• WHAT YOU ARE ASKED TO DO: Go through the records line by line and work out how many lines hold the word "below". Answer with the number only.

• SOURCE DATA:
═══

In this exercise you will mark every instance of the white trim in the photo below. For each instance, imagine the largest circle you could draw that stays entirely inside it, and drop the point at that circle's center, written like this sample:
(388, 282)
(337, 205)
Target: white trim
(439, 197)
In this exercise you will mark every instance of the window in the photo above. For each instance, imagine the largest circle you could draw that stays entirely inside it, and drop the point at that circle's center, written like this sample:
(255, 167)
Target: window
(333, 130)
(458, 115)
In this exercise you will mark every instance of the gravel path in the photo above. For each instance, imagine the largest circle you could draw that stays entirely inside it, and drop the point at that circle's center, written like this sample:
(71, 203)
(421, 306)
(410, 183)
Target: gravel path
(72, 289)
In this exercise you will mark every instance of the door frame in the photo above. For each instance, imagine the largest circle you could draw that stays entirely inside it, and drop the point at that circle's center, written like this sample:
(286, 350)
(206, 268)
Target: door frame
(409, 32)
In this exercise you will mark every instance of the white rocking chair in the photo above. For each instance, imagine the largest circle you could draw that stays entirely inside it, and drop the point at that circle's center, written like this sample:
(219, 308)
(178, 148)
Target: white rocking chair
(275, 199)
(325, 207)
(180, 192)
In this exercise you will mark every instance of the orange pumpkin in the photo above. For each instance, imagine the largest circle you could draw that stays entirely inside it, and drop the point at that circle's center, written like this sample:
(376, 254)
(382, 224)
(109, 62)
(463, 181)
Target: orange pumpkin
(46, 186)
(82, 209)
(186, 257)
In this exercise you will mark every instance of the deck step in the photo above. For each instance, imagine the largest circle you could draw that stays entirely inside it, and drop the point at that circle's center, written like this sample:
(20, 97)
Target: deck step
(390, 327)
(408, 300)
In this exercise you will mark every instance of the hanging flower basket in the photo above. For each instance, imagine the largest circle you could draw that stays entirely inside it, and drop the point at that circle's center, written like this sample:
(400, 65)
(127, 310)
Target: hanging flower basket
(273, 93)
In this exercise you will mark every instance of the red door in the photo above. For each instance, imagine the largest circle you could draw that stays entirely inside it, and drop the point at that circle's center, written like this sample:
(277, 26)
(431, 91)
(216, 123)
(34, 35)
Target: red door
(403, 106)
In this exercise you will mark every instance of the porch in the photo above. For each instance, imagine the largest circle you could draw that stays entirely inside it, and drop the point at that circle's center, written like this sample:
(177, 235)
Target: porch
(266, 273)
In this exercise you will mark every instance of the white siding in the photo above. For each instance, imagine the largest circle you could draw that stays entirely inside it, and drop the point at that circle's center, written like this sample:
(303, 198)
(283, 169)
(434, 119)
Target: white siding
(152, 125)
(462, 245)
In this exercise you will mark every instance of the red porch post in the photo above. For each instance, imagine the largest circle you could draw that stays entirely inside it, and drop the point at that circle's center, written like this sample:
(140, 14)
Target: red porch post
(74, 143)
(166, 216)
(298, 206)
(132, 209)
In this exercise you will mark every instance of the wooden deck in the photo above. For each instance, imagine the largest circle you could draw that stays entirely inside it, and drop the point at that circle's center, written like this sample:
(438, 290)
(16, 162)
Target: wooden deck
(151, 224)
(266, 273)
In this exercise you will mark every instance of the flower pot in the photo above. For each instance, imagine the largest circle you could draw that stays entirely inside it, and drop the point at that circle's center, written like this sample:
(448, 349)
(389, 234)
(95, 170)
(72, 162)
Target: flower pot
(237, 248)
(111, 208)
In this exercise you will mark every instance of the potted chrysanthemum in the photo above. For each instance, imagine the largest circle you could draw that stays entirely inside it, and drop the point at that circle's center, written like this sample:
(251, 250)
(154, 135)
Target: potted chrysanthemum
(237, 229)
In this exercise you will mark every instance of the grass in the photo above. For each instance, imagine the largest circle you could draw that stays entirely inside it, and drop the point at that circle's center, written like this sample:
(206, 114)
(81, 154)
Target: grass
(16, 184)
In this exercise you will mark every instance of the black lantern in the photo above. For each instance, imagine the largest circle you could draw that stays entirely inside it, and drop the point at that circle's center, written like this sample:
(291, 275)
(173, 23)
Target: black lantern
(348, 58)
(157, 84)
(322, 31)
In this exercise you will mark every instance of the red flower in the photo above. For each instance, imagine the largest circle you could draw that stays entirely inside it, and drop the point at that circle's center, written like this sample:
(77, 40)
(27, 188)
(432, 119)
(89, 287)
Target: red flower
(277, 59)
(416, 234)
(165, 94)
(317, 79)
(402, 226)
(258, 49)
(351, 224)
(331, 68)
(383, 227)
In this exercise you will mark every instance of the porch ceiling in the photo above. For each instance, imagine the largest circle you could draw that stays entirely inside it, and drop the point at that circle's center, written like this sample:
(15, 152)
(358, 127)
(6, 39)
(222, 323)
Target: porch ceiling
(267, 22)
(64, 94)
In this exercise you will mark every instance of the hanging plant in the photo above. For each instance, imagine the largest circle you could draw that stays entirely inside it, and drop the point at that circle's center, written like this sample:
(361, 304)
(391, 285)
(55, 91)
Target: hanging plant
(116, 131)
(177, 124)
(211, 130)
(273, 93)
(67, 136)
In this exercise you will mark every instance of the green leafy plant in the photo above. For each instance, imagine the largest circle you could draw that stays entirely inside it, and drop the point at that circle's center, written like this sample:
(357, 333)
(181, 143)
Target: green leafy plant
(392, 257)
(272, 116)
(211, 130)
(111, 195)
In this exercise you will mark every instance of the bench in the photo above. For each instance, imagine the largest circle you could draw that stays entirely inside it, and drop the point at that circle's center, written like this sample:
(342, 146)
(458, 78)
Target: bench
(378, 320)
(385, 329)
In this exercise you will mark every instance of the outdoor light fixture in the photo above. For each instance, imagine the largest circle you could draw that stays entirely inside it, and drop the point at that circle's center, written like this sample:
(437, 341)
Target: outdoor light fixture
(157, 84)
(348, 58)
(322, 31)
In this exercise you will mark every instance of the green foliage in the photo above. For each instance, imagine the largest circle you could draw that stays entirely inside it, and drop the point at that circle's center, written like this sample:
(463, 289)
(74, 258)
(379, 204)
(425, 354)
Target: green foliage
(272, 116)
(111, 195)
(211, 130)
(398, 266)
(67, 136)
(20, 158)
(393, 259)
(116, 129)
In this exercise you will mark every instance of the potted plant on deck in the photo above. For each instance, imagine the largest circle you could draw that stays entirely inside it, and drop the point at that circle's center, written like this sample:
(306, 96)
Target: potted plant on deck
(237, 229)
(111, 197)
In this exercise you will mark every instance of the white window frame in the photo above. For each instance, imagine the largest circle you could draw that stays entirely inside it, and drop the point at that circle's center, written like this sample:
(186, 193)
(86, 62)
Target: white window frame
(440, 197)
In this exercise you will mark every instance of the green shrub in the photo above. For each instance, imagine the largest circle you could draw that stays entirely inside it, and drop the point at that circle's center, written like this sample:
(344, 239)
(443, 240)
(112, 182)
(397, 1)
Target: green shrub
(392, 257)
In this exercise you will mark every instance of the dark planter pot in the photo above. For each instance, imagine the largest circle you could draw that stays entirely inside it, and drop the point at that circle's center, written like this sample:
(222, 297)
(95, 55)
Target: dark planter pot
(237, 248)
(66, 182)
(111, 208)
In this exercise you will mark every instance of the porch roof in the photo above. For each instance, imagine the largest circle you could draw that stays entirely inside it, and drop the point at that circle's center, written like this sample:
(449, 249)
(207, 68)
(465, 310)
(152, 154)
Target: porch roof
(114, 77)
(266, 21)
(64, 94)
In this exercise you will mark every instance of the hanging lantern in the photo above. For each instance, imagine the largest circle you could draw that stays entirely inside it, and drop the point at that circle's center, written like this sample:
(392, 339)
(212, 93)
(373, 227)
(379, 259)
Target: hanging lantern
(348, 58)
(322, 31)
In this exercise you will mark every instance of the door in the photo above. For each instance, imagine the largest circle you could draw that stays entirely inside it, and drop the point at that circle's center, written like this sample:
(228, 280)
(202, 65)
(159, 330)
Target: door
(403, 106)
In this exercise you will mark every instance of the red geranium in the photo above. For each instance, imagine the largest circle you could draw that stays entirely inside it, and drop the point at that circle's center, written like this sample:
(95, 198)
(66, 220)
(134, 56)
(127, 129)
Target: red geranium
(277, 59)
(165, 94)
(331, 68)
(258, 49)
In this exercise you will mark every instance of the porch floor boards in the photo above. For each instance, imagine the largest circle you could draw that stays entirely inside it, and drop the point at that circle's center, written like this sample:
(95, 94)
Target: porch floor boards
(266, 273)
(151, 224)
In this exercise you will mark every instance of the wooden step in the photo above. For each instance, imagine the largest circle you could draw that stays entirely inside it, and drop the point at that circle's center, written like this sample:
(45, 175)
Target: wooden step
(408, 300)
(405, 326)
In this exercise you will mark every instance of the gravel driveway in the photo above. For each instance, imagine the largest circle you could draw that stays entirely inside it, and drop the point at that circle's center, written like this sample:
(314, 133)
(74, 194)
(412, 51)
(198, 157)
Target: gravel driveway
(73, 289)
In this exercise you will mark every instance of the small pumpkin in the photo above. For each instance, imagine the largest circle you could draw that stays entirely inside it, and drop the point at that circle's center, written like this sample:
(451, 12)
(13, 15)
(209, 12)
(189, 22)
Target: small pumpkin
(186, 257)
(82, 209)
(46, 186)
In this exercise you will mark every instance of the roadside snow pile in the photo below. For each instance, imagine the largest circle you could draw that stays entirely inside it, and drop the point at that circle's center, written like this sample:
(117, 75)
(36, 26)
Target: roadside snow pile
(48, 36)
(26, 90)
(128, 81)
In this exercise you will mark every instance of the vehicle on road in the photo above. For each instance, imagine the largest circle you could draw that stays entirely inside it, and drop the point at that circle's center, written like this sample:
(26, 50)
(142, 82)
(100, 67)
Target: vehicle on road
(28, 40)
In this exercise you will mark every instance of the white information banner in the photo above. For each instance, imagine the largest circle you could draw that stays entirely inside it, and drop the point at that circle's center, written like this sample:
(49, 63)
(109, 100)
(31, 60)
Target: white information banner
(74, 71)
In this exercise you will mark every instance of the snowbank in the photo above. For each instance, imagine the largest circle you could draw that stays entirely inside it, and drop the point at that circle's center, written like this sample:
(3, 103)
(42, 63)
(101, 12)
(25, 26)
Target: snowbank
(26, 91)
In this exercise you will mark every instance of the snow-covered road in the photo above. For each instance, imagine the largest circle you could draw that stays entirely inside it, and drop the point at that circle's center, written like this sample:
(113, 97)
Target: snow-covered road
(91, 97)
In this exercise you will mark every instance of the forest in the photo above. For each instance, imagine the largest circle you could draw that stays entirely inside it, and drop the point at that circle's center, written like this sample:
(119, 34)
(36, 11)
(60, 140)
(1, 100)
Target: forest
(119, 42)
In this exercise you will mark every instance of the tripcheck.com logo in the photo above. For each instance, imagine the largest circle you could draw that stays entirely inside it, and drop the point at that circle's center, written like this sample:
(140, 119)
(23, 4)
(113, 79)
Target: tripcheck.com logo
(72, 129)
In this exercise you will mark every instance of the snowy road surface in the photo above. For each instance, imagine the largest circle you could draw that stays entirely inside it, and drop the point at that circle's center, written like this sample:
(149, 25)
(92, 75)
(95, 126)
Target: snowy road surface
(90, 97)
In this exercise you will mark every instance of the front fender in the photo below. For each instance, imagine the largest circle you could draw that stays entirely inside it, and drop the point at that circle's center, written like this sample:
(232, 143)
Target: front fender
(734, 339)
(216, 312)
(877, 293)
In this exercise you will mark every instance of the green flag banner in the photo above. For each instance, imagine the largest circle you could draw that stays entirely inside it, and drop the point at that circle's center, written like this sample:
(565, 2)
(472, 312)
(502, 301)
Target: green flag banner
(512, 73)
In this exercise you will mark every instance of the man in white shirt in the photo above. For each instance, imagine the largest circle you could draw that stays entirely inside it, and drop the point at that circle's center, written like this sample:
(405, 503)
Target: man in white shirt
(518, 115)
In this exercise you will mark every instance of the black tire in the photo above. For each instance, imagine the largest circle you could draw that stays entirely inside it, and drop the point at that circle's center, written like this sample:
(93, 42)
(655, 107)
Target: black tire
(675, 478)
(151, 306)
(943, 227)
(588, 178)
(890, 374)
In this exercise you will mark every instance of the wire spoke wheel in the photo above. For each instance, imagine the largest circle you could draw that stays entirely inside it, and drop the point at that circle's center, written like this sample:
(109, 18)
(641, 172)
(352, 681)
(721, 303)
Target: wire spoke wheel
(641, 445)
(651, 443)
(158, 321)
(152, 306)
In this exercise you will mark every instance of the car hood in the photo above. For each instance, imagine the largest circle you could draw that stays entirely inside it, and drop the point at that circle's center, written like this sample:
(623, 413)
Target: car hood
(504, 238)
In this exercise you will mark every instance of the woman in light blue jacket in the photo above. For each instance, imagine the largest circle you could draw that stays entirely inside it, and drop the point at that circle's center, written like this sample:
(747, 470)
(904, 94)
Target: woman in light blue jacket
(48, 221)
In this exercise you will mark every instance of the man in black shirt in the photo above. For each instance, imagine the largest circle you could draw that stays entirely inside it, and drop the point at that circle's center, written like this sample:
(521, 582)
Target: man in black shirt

═══

• SOLUTION TO THE PROBLEM: 3